- _Document text_
——

PEARL Livett never imagined the charity she set up to make small donations to cancer research would become the money-spinner it has.

But now, almost 20 years after the Friends of Kennington Cancer Fund held its first wine and cheese evening, the small charity has raised more than £250,000 for the Medical Oncology Unit at the Oxford Cancer Centre.

Pensioner Mrs Livett, who lost her husband Douglas to the disease in 1991, last week handed over the most recent cheque for £10,000 from this year’s fundraising to Prof Adrian Harris, who set up the cancer unit at the hospital in 1988.

Mrs Livett said: “In our wildest dreams we never thought we would ever reach the point where we would be able to say we have raised over a quarter of a million pounds for the research Prof Harris carries out. It’s a wonderful feeling.”

Mrs Livett started raising money for the unit with her husband Douglas after he was diagnosed with cancer in 1987.

The couple had at first donated the money, raised from wine and cheese evenings and village fetes, to the children’s leukaemia ward at the John Radcliffe Hospital.

When they heard about a new oncology department being built at the Churchill Hospital, they decided to refocus their efforts.

Sadly Mr Livett’s cancer returned and he died in 1991.

But Mrs Livett and her team of volunteers continued fundraising in his name and now the Oxford Cancer Centre has opened at the Churchill site, all cheques are redirected to the Medical Oncology Unit there.

The group holds shoe sales, quizzes, and fetes, and is helped by other keen volunteers who hold charity golf tournaments and take part in fundraising runs.

Prof Harris said: “The funds from Kennington Cancer Fund have been critical to pump-prime research and allow us to test out new ideas rapidly.

“Among these has been the development of a vaccine for malignant melanoma.

“The first studies were done from funding from the Friends of Kennington Cancer Fund, this has gone into international trials.

“Our team is grateful for this support, particularly because we can offer the residents of Oxfordshire these new treatments many years before they are available elsewhere.”

Mrs Livett said: “This is just a milestone.

“Obviously we will continue doing what we can while we are still able.

“It has become a way of life now.We’re not going to give up.”

——

- _Material provided_
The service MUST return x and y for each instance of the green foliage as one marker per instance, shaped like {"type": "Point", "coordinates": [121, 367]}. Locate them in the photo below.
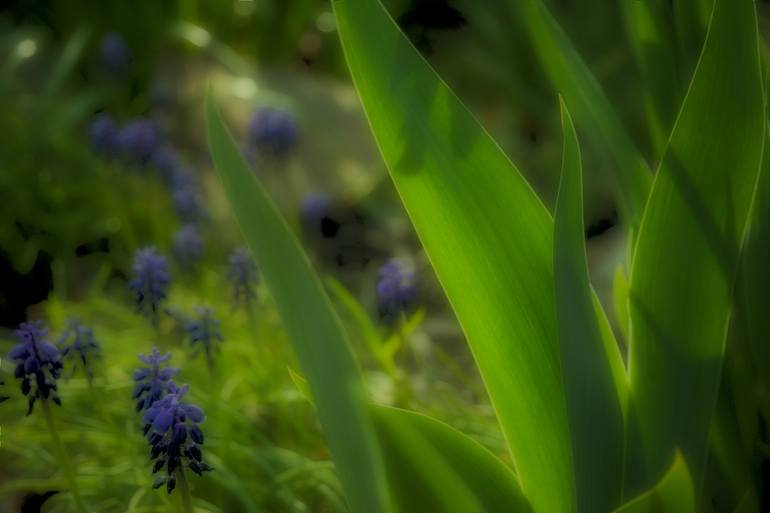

——

- _Directions for this task_
Print, word for word, the section of the Kennington Cancer Fund article that opens with the words containing "The couple had" and closes with "in fundraising runs.". The lines have no part in this.

- _Written solution_
The couple had at first donated the money, raised from wine and cheese evenings and village fetes, to the children’s leukaemia ward at the John Radcliffe Hospital.

When they heard about a new oncology department being built at the Churchill Hospital, they decided to refocus their efforts.

Sadly Mr Livett’s cancer returned and he died in 1991.

But Mrs Livett and her team of volunteers continued fundraising in his name and now the Oxford Cancer Centre has opened at the Churchill site, all cheques are redirected to the Medical Oncology Unit there.

The group holds shoe sales, quizzes, and fetes, and is helped by other keen volunteers who hold charity golf tournaments and take part in fundraising runs.